India en zijn armen
Wat doet India voor zijn armen?
Er bestaat in India wel degelijk een overheidsprogramma voor de armen en voor de laagste kasten. Een rode kaart geeft armen recht op meel, suiker, rijst en daal. Een groene kaart geeft recht op brandstof om te koken. Overheidsscholen bieden tot en met klas 8 gratis onderwijs, boeken en uniformen.
Voor de allerarmsten zijn beurzen beschikbaar voor klas 9 – 12. Studenten die slagen voor klas 10 krijgen een laptop. Meisjes die klas 12 halen, krijgen een bonus van Rs. 20.000 (ruim € 300). De universiteiten vragen extra laag collegegeld en hebben een soepeler toelatingsbeleid voor de allerarmsten.
Daarnaast ontvangen arme families een bijdrage voor medische behandelingen en staan allerlei financiële diensten voor hen open, zoals spaarrekeningen, leningen, verzekeringen en een pensioen (€ 75 per jaar!).
Waarom zijn stichtingen als de onze dan toch nodig?
Vooral omdat de onderwijskwaliteit van de overheidsscholen nog zeer te wensen overlaat: vaak is er maar één onderwijzer voor 100 kinderen. Verder ontbreekt het meestal aan de meest basale onderwijsmaterialen.

= FRAGMENTEN UIT DATASET =
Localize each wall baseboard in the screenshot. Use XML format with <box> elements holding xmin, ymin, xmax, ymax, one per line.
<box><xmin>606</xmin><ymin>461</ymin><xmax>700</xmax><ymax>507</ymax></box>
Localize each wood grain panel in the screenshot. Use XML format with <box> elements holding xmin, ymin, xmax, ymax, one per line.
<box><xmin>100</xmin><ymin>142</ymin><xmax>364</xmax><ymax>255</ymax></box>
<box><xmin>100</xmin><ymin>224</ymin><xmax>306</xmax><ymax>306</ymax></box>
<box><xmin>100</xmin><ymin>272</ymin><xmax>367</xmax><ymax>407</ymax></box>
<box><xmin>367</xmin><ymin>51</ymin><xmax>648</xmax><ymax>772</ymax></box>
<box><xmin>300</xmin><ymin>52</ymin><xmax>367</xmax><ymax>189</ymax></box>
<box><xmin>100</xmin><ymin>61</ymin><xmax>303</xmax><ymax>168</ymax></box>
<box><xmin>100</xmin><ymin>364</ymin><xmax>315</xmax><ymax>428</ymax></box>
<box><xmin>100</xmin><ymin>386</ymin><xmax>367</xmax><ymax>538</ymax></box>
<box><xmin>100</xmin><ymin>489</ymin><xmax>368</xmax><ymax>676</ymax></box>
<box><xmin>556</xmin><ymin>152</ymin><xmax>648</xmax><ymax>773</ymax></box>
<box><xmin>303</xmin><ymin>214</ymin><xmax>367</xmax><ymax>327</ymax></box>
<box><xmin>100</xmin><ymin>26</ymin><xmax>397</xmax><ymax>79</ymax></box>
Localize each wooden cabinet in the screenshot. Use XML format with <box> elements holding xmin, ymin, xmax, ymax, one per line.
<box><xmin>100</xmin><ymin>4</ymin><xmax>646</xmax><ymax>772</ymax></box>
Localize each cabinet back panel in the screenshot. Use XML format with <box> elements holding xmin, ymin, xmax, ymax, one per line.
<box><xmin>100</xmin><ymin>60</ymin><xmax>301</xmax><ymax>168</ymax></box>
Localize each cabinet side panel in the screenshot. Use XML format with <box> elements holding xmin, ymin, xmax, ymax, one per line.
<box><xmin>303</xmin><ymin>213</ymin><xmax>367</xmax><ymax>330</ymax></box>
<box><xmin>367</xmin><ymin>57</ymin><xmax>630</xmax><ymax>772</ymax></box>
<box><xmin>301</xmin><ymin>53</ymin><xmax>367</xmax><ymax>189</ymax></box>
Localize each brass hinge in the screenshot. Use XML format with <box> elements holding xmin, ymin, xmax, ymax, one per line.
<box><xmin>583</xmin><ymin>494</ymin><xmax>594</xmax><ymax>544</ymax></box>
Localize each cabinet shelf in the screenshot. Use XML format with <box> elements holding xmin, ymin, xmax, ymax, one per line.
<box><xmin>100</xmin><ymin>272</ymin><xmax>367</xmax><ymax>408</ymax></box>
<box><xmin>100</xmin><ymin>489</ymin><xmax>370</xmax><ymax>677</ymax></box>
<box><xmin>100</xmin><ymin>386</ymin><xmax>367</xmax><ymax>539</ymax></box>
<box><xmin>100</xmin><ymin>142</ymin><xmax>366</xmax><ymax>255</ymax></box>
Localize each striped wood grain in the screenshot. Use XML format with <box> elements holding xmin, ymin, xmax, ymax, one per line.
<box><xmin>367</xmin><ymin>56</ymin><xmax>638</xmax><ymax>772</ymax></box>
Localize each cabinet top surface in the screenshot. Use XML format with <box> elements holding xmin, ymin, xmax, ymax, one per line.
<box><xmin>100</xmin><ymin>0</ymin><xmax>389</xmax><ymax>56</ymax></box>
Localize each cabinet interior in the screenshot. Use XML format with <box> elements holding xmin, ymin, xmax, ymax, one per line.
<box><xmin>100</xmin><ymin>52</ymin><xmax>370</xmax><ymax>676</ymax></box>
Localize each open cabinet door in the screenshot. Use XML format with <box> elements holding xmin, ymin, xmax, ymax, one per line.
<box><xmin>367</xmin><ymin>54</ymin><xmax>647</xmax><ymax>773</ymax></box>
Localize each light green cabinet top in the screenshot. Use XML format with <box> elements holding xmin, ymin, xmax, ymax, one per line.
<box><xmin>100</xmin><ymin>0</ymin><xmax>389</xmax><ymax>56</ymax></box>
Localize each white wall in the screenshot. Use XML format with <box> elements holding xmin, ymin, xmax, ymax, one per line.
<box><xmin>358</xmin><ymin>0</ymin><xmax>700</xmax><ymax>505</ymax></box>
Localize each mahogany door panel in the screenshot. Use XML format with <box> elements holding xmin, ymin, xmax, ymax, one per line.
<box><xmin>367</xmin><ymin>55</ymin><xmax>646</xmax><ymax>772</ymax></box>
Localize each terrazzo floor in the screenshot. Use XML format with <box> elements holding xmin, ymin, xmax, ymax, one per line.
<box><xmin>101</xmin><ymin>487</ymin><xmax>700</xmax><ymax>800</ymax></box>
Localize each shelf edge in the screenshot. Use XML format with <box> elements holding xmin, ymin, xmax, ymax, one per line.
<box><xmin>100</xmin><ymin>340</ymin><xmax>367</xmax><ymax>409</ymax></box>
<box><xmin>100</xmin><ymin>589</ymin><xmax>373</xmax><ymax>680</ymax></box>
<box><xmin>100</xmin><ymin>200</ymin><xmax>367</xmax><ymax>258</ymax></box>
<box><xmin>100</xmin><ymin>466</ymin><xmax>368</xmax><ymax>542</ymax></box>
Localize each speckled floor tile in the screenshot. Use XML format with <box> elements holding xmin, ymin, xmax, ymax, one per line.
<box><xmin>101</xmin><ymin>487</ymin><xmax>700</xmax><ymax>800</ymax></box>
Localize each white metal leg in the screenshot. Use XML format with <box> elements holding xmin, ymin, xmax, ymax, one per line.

= TOEGEWEZEN TAAK 1 =
Beantwoord aan de hand van de tekst over India en zijn armen:
(a) Waar geeft een groene kaart recht op?
(b) Wat krijgen studenten die slagen voor klas 10?
(c) Hoeveel onderwijzers zijn er vaak voor 100 kinderen?
= TOEGEWEZEN TAAK 2 =
Vervang in de tekst over India en zijn armen "pensioen" door "ouderdomsuitkering" en geef het stuk opnieuw weer, beginnend bij "Daarnaast ontvangen arme" en eindigend bij "dan toch nodig?".
= TOEGEWEZEN TAAK 3 =
Schrijf de tekst over India en zijn armen verder vanaf de laatste zin.
De lijst staat los van de tekst en vormt apart materiaal.

= ANTWOORD 1 =
(a) Op brandstof om te koken.
(b) Een laptop.
(c) Eén.

= ANTWOORD 2 =
Daarnaast ontvangen arme families een bijdrage voor medische behandelingen en staan allerlei financiële diensten voor hen open, zoals spaarrekeningen, leningen, verzekeringen en een ouderdomsuitkering (€ 75 per jaar!).
Waarom zijn stichtingen als de onze dan toch nodig?

= ANTWOORD 3 =
Stichting Benares Schoolfonds is overtuigd van het belang van goede scholing om aan armoede en uitzichtloosheid te ontkomen. Daarom zetten wij ons werk voort zolang het openbaar onderwijs in India onvoldoende kwaliteit biedt en privéscholen voor de allerarmsten onbetaalbaar blijven.
Recht op onderwijs
In 2010 heeft het Indiase parlement een wet aangenomen die ieder kind vanaf 6 jaar recht op onderwijs geeft. Dat betekent veel, al maakt de wet in de praktijk weinig verschil. Hopelijk betekent het op de lange termijn dat scholen als de onze overheidssteun gaan krijgen en dat ook de allerarmsten van overheidswege hooggekwalificeerd onderwijs krijgen. Onderwijs kan nu in elk geval geëist worden, en dat is al heel wat. Nu nog goed onderwijs.